* Data items:
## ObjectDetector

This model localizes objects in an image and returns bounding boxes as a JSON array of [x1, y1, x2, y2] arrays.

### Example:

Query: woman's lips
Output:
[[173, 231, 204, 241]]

* EXERCISE OBJECTIVE:
How many lines in the data items above contain the string "boxes", matching case exactly? Reply with the number only.

* SOLUTION BELOW:
1